What you are asked to do
Transcribe the entries that follow exactly as they appear, minus pictures.

Supplied information

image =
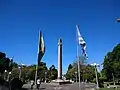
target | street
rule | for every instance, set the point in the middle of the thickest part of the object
(64, 87)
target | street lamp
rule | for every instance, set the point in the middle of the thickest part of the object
(95, 65)
(76, 76)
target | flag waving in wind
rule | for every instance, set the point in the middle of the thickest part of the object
(41, 47)
(81, 42)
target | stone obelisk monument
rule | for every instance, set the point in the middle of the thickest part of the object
(59, 80)
(60, 59)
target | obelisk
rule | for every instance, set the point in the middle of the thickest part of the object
(60, 59)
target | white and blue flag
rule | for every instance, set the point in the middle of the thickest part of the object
(81, 42)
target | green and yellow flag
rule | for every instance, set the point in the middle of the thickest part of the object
(41, 47)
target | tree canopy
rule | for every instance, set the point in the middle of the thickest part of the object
(111, 65)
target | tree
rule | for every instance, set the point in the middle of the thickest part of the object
(112, 64)
(69, 67)
(52, 73)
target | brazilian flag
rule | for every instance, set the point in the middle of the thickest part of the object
(41, 47)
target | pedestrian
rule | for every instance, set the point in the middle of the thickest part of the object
(32, 83)
(38, 84)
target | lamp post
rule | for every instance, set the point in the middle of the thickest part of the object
(76, 76)
(95, 66)
(45, 76)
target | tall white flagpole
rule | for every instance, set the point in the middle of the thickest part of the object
(78, 58)
(36, 74)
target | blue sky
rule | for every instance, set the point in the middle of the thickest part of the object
(20, 20)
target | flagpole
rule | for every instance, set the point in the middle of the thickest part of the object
(36, 74)
(78, 59)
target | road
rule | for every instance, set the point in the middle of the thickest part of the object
(63, 87)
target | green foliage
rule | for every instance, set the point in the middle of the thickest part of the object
(87, 72)
(5, 63)
(112, 64)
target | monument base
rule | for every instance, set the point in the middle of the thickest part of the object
(60, 82)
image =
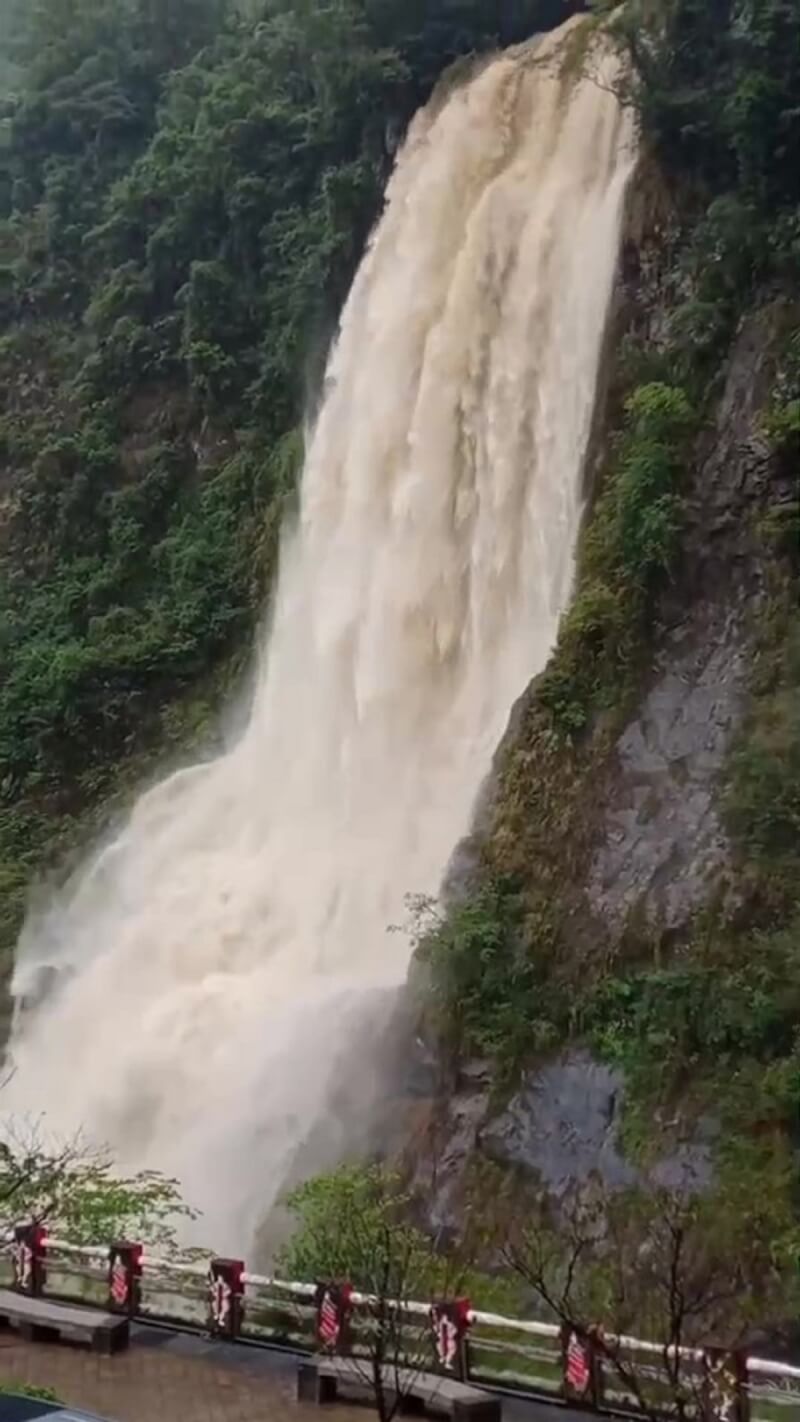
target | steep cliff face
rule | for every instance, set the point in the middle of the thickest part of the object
(635, 932)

Answer to this exercise
image =
target | street
rule | for every instance, set the point in the middle of the thickest part of the object
(64, 87)
target | street lamp
rule | for every instance, set the point in the middle of the thickest part of the object
(95, 65)
(76, 76)
target | flag waving in wind
rule | for every instance, set the point in the middle of the thickest part of the object
(41, 47)
(81, 42)
target | stone obelisk monument
rule | for every instance, set the point in the middle of the thickest part of the object
(59, 80)
(60, 59)
target | obelisk
rule | for every instance, set the point in the middle of the thickest part of the object
(60, 59)
target | white and blue flag
rule | for every instance, set the point in the middle of the thickest part of the object
(81, 42)
target | green and yellow flag
rule | for every instance, set the point in the middle of the thickest part of the object
(41, 47)
target | tree canopy
rule | for every instance, set the point in the middle of the thickest part of the object
(111, 65)
target | tree
rule | for every instance, set the point in the middle of the thickest part of the object
(112, 64)
(69, 67)
(52, 73)
target | brazilian flag
rule | for every instance, set the point in the middle of the thickest part of the object
(41, 47)
target | pedestrian
rule | for every instance, set the point in the middle of the thickest part of the object
(32, 83)
(38, 84)
target | lamp post
rule | for every instance, set the point in the middle of the thickest part of the object
(76, 76)
(95, 66)
(45, 76)
target | tall white flagpole
rule | for every instance, set the point in the middle of the thickest part of the object
(78, 58)
(36, 74)
target | blue sky
rule | for every instance, set the point in the middle of the thickest part of the object
(20, 20)
target | flagpole
rule | for every instance, set the point in the middle of the thickest part of the object
(36, 74)
(78, 59)
target | road
rule | for every instance, set the point in the middle of the thickest part of the object
(63, 87)
target | green foliage
rule | for every instance, set the point in the middle of the thickest part of the object
(87, 72)
(5, 63)
(112, 64)
target | monument base
rule | for every instance, set the point in the middle of the thickest part of the object
(60, 82)
image =
target | steep cliff face
rule | for every instance, set the point in the middle of the thickest part of the object
(635, 932)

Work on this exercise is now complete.